§ Problems to solve
• 1. In the obituary, which high school did Eugene Rossides play football for?
• 2. Transcribe the part of the obituary starting at "Eugene Telemachus Rossides, 92, died" and ending at "Bowdoin College, Maine.".
• 3. Translate this sentence from the obituary into Spanish: "Mr. Rossides’s life revolved around his Brooklyn upbringing, his Greek heritage, his unwavering sense of justice, and his love of football."

§ Passage provided
※ ※ ※

Eugene Telemachus Rossides, 92, died Saturday, May 16, at his home. “Gene”, as he was known, was a second-generation Greek American, the son of the late Dr. Telemachus Rossides of Cyprus and the late Anna Maravel of Sparta, Greece. He is survived by his wife, Aphrodite (Macotsin) Rossides, and their children, Michael T. Rossides (and his wife Dr. Barbara Pockaj) of Scottsdale, AZ, Alexander D. Rossides (and his wife Maria Dottori) of New York, NY, Eleni A. Rossides (and her husband Nikos Bezianis) of Kensington, MD and his daughter Gale D. Rossides (and her husband J. Lynn Cheatwood) of Southport, NC. His joy in life were his seven grandchildren, Ava Rossides, Aristotle, Demetrios and Athina Bezianis, and Zoe and Chloe Rossides. He is also survived by his brother, Professor Emeritus, Daniel Rossides of Bowdoin College, Maine.
Mr. Rossides’s life revolved around his Brooklyn upbringing, his Greek heritage, his unwavering sense of justice, and his love of football. He was an Erasmus Hall High School football star, followed by four years helming the Columbia College team as quarterback, where he became nationally known as one of the “Goal Dust Twins” with Lou Kusserow. From 1945-48, Rossides led a golden era of Columbia Football and still holds the school scoring record for a single game with five touchdowns.

※ ※ ※

§ Input data
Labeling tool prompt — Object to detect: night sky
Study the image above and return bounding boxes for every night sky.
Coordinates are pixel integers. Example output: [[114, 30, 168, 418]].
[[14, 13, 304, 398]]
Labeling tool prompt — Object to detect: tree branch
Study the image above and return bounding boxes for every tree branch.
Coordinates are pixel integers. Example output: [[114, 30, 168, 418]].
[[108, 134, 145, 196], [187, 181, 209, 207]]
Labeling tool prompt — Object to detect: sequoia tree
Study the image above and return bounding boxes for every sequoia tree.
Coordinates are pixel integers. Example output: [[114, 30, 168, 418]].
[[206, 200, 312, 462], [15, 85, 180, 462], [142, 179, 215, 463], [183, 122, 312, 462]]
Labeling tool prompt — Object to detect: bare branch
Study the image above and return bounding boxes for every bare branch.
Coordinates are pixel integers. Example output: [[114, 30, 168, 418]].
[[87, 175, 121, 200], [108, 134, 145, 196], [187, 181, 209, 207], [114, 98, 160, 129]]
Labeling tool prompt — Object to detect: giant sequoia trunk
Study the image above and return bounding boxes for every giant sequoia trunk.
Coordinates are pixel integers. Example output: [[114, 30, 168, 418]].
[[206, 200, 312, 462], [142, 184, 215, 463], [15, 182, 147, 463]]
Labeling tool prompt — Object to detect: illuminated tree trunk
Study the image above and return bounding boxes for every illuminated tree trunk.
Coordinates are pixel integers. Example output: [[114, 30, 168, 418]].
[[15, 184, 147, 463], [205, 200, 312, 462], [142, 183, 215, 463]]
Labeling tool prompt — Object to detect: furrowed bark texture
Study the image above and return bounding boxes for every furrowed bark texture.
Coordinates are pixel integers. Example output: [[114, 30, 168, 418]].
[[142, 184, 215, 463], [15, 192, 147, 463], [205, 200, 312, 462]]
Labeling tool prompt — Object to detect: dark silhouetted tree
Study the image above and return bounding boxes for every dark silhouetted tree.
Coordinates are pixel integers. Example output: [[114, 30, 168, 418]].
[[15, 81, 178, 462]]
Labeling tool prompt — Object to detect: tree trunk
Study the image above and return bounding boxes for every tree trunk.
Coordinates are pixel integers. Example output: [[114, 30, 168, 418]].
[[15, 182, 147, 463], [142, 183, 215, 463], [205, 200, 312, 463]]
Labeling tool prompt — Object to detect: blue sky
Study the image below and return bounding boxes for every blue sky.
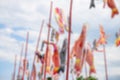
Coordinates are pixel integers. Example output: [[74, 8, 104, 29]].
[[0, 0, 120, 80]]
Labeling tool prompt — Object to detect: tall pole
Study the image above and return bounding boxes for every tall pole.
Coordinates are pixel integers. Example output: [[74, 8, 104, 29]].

※ ※ ※

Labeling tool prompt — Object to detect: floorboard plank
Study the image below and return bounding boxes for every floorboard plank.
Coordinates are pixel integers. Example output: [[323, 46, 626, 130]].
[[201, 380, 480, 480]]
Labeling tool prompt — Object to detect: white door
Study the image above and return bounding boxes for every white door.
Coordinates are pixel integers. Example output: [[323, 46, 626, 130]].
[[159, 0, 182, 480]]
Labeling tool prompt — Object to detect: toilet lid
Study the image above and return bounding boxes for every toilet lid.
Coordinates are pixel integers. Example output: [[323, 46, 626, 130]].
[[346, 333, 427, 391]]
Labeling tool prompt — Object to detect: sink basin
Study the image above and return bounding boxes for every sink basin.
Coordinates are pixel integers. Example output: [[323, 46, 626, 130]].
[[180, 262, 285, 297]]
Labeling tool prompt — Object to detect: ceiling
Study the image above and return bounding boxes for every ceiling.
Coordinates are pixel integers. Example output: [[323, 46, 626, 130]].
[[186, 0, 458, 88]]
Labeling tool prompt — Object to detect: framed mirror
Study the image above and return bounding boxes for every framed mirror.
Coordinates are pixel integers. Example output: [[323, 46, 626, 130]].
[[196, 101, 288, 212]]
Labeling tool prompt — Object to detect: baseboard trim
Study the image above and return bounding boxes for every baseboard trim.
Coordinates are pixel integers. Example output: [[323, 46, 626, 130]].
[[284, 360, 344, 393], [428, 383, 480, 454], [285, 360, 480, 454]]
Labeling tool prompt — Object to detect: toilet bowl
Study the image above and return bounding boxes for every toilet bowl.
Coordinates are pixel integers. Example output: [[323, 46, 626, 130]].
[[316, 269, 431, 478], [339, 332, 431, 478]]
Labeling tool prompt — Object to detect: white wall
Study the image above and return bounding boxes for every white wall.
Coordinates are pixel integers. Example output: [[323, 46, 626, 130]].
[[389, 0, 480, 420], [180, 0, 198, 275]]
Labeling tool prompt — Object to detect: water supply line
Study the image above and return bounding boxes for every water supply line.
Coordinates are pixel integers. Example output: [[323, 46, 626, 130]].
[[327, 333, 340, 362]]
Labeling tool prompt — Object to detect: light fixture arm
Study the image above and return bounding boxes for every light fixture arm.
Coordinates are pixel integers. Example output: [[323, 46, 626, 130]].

※ ※ ※

§ Per-task answers
• 1. Erasmus Hall High School

• 2.
Eugene Telemachus Rossides, 92, died Saturday, May 16, at his home. “Gene”, as he was known, was a second-generation Greek American, the son of the late Dr. Telemachus Rossides of Cyprus and the late Anna Maravel of Sparta, Greece. He is survived by his wife, Aphrodite (Macotsin) Rossides, and their children, Michael T. Rossides (and his wife Dr. Barbara Pockaj) of Scottsdale, AZ, Alexander D. Rossides (and his wife Maria Dottori) of New York, NY, Eleni A. Rossides (and her husband Nikos Bezianis) of Kensington, MD and his daughter Gale D. Rossides (and her husband J. Lynn Cheatwood) of Southport, NC. His joy in life were his seven grandchildren, Ava Rossides, Aristotle, Demetrios and Athina Bezianis, and Zoe and Chloe Rossides. He is also survived by his brother, Professor Emeritus, Daniel Rossides of Bowdoin College, Maine.

• 3. La vida del Sr. Rossides giró en torno a su crianza en Brooklyn, su herencia griega, su inquebrantable sentido de la justicia y su amor por el fútbol americano.